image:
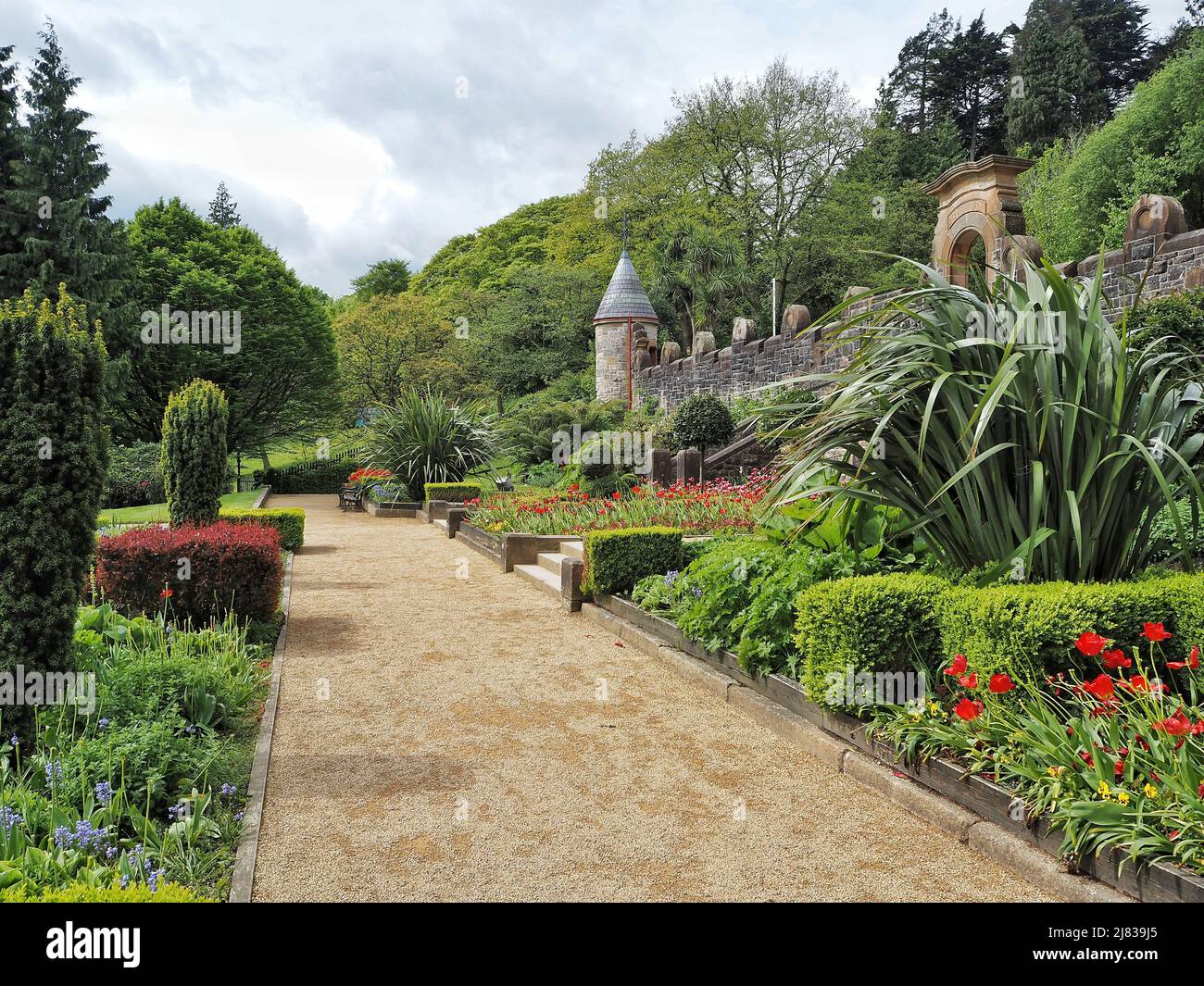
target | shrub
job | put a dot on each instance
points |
(52, 471)
(288, 520)
(194, 453)
(870, 622)
(617, 560)
(1008, 448)
(83, 893)
(765, 628)
(715, 589)
(454, 493)
(1004, 628)
(428, 438)
(133, 477)
(232, 568)
(702, 421)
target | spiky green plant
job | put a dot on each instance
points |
(428, 438)
(1024, 428)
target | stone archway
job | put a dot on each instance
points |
(978, 200)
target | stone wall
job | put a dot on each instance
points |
(1157, 248)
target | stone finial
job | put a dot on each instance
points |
(795, 319)
(1016, 251)
(1157, 216)
(743, 330)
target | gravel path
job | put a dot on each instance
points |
(440, 737)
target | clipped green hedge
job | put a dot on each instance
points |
(868, 622)
(617, 560)
(288, 520)
(1007, 625)
(83, 893)
(454, 493)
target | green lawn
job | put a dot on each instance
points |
(157, 513)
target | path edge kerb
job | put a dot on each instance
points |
(242, 882)
(983, 836)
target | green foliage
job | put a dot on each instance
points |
(426, 438)
(56, 229)
(766, 625)
(617, 560)
(1008, 626)
(454, 493)
(318, 477)
(133, 477)
(85, 893)
(702, 421)
(393, 342)
(873, 622)
(1078, 196)
(385, 277)
(1054, 449)
(1173, 324)
(288, 520)
(718, 588)
(52, 471)
(194, 453)
(280, 375)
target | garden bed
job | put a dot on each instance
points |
(1151, 882)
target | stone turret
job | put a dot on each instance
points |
(624, 316)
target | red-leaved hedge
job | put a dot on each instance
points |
(229, 566)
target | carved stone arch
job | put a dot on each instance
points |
(978, 199)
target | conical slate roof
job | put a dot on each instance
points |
(625, 296)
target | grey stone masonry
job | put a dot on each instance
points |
(1155, 265)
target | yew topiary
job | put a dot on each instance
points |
(194, 453)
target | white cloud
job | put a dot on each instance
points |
(337, 127)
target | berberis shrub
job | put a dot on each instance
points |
(52, 469)
(230, 568)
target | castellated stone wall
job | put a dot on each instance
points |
(1157, 248)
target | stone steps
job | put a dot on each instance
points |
(541, 578)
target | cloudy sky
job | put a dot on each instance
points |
(352, 131)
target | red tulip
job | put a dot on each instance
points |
(968, 710)
(1155, 632)
(1000, 684)
(1100, 686)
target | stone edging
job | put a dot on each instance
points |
(986, 837)
(248, 844)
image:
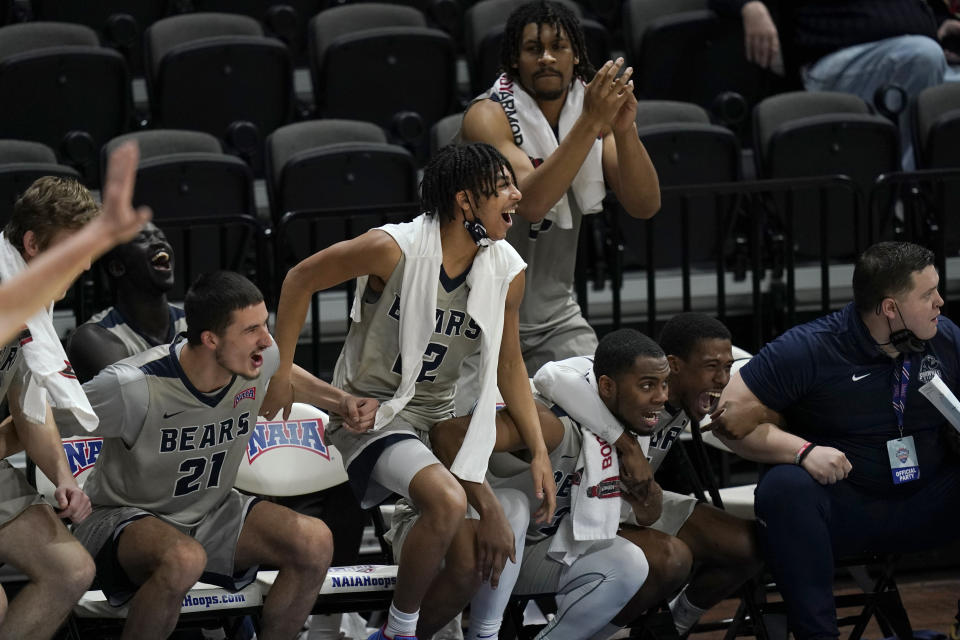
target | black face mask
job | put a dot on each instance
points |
(904, 340)
(477, 231)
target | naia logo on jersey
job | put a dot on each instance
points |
(300, 434)
(246, 394)
(82, 453)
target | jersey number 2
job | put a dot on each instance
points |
(192, 471)
(432, 359)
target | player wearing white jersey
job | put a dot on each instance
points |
(176, 420)
(723, 547)
(468, 195)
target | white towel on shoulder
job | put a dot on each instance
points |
(571, 384)
(494, 268)
(533, 134)
(595, 502)
(50, 378)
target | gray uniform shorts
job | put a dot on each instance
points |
(218, 533)
(540, 573)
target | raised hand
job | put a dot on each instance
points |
(606, 93)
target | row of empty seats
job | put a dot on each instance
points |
(325, 164)
(223, 74)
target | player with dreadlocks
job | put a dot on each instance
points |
(568, 132)
(429, 293)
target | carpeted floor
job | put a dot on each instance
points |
(930, 601)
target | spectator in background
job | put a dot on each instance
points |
(854, 46)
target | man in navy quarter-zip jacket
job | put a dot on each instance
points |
(858, 452)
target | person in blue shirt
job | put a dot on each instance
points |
(858, 452)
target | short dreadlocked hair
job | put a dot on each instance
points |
(475, 167)
(541, 12)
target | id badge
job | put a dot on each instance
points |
(903, 460)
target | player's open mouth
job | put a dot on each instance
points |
(161, 260)
(708, 401)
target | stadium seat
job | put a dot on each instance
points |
(283, 19)
(58, 86)
(185, 174)
(810, 133)
(483, 31)
(119, 23)
(203, 200)
(444, 132)
(321, 164)
(218, 73)
(686, 149)
(683, 51)
(381, 63)
(639, 14)
(936, 116)
(22, 162)
(936, 129)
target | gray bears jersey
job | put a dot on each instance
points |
(135, 342)
(369, 364)
(169, 448)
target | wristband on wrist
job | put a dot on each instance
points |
(803, 452)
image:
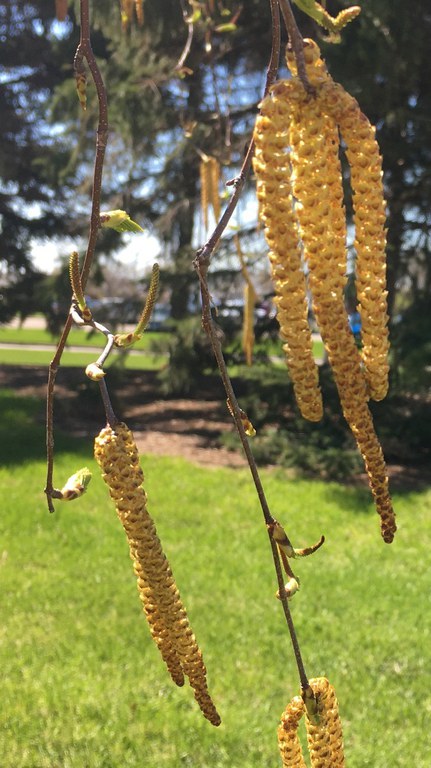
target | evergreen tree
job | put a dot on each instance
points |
(31, 58)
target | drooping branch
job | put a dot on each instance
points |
(84, 52)
(201, 263)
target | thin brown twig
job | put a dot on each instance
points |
(83, 51)
(297, 42)
(201, 263)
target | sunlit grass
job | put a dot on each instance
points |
(77, 337)
(144, 361)
(82, 683)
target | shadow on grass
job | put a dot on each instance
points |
(22, 430)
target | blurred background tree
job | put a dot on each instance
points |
(185, 84)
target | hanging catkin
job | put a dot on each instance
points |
(272, 167)
(117, 455)
(324, 738)
(365, 163)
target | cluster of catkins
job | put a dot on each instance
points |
(117, 455)
(300, 193)
(324, 733)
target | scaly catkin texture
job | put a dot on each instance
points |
(272, 168)
(325, 740)
(288, 741)
(117, 455)
(316, 184)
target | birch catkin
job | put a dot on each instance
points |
(117, 455)
(288, 740)
(297, 153)
(324, 738)
(272, 167)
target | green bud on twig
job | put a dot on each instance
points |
(76, 485)
(94, 372)
(75, 281)
(120, 221)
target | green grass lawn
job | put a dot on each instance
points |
(82, 683)
(77, 337)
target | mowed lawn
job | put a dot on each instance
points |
(82, 683)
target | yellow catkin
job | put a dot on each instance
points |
(369, 207)
(248, 323)
(61, 8)
(272, 168)
(214, 183)
(325, 740)
(288, 740)
(316, 183)
(139, 10)
(117, 455)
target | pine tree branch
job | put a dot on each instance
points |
(201, 263)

= EXERCISE OBJECTIVE =
Starting with the line that contains "target | green grass lawn" and going on through the last line, write these lines out again, requests included, scaling every coordinate by 2.4 and rounding each result to a whole number, with halves rounded up.

= SOLUTION =
target | green grass lawn
job | put a dot on each instance
points |
(197, 1639)
(185, 809)
target | mowed lawn
job | put a dot on each instance
points |
(197, 1639)
target | yellow catkin
job | put a dot on each instance
points |
(886, 497)
(595, 775)
(146, 19)
(653, 403)
(514, 439)
(780, 1776)
(691, 1776)
(758, 439)
(334, 24)
(281, 1092)
target | pine tree branch
job | put a dot on each instance
points |
(482, 631)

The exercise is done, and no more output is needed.